[Opening Task material section]

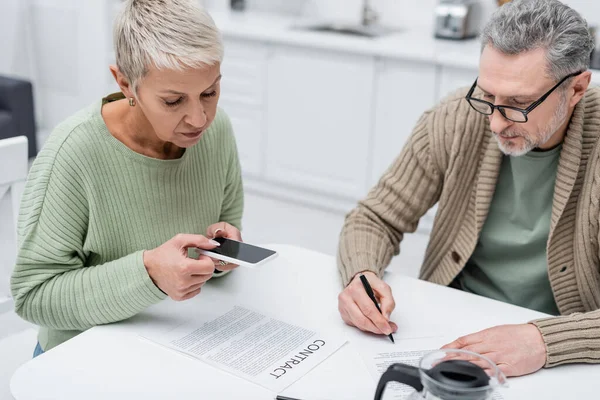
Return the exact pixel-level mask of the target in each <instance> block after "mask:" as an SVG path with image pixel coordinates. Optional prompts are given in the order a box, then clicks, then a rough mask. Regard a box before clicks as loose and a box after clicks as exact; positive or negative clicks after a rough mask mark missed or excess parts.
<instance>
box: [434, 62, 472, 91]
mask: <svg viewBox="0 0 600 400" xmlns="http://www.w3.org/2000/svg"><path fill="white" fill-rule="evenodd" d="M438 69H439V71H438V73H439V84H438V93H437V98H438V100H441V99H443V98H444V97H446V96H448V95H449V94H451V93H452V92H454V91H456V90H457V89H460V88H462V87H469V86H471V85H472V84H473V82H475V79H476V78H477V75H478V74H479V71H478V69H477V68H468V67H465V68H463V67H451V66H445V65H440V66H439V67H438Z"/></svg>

[Closing Task material section]
[Opening Task material section]

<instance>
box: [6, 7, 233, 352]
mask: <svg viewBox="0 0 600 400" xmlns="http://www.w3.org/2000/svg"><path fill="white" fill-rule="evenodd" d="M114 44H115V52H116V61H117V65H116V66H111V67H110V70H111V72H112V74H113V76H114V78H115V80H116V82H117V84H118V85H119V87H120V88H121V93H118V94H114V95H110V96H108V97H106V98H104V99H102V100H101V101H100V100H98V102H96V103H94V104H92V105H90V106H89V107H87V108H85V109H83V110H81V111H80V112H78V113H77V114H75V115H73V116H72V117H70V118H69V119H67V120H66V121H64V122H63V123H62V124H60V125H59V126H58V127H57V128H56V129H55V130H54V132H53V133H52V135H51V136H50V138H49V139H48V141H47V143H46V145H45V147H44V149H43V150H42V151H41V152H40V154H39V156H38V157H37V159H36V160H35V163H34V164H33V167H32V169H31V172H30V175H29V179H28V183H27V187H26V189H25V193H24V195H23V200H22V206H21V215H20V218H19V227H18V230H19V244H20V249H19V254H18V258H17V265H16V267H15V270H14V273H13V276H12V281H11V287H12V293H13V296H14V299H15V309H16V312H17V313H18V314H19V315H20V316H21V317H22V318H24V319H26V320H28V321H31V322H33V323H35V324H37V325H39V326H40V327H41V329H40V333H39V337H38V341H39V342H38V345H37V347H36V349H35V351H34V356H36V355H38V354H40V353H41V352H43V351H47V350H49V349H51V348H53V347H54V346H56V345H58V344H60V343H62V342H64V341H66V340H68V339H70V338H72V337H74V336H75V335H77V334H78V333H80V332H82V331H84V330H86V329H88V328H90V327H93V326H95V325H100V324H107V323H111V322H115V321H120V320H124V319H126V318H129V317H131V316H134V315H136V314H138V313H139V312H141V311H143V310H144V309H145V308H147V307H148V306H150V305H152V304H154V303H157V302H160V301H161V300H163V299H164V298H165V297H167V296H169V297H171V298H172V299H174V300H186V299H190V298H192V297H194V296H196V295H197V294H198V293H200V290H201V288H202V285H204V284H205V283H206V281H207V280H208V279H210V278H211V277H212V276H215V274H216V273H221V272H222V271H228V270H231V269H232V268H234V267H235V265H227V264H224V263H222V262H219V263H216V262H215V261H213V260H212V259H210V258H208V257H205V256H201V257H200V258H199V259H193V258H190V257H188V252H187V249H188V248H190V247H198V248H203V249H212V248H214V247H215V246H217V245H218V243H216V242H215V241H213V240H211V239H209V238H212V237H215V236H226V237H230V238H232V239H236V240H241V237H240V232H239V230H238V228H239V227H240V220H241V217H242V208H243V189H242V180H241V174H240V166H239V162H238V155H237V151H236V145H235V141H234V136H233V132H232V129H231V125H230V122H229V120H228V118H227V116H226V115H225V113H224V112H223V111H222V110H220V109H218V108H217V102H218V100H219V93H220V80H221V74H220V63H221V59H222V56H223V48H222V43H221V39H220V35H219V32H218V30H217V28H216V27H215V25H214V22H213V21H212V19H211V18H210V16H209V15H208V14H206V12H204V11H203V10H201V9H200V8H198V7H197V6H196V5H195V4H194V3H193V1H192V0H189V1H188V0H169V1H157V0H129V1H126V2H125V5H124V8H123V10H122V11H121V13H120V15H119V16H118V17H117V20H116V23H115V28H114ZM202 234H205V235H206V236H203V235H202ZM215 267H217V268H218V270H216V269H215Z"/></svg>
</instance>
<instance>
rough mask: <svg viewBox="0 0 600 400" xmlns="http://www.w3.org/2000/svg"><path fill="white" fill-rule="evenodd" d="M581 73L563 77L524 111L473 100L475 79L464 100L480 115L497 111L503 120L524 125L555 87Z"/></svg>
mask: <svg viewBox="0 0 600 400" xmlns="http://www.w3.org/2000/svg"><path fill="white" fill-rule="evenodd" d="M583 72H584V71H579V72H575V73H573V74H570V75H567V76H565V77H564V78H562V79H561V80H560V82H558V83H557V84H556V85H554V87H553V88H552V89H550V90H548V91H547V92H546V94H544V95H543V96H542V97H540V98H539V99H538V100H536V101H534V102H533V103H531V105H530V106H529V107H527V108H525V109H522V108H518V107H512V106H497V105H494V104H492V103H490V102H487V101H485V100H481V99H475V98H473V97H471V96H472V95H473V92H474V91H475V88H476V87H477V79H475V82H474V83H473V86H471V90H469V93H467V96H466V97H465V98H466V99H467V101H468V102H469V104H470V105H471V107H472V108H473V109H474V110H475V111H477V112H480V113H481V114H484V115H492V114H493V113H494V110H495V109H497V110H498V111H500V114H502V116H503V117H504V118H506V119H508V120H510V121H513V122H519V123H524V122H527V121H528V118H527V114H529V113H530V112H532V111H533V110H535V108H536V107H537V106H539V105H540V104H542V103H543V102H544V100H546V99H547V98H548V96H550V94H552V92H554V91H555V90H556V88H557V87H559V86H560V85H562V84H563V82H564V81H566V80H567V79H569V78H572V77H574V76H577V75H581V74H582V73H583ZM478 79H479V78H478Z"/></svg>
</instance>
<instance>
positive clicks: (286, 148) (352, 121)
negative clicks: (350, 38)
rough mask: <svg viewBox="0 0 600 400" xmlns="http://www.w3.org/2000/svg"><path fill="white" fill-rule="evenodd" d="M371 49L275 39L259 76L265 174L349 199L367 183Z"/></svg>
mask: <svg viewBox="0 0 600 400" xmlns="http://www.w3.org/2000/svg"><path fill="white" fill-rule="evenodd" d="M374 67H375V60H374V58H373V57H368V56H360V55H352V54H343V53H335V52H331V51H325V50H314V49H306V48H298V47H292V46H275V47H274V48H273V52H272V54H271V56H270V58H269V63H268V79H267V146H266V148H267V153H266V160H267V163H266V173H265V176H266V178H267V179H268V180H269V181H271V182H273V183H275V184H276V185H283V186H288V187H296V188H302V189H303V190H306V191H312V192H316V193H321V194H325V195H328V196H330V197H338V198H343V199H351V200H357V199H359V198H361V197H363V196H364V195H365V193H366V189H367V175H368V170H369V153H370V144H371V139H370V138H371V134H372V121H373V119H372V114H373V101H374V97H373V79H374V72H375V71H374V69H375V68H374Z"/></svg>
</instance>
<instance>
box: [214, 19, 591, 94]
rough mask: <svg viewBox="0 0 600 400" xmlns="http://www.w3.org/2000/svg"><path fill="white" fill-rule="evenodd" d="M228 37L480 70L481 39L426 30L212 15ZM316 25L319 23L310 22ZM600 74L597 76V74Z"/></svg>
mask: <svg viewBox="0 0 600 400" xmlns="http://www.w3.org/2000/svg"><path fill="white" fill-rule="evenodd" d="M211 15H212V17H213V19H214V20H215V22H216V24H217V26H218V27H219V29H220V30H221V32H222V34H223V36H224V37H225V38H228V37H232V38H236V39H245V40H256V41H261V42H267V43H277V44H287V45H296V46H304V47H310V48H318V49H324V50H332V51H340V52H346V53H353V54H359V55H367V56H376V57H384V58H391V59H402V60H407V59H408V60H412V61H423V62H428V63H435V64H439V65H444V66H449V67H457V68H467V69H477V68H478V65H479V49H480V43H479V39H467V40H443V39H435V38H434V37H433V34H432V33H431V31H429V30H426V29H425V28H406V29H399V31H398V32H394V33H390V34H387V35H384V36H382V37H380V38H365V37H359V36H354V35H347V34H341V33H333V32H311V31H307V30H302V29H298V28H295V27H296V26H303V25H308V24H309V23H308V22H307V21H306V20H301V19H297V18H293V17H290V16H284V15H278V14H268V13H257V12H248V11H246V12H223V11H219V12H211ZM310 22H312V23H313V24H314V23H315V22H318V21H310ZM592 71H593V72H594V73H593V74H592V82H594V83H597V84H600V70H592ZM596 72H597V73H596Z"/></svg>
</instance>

[Closing Task material section]
[Opening Task material section]

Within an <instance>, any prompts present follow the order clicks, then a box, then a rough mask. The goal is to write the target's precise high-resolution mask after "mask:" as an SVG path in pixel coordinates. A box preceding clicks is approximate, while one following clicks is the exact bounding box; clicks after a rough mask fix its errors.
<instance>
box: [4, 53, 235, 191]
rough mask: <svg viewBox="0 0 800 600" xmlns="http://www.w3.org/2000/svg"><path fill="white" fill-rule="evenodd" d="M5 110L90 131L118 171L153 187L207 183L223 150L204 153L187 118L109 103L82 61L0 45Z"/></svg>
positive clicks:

[Closing Task material section]

What the task requires>
A single number is the whole answer: how many lines of the records contain the word "negative".

Reply to the task>
2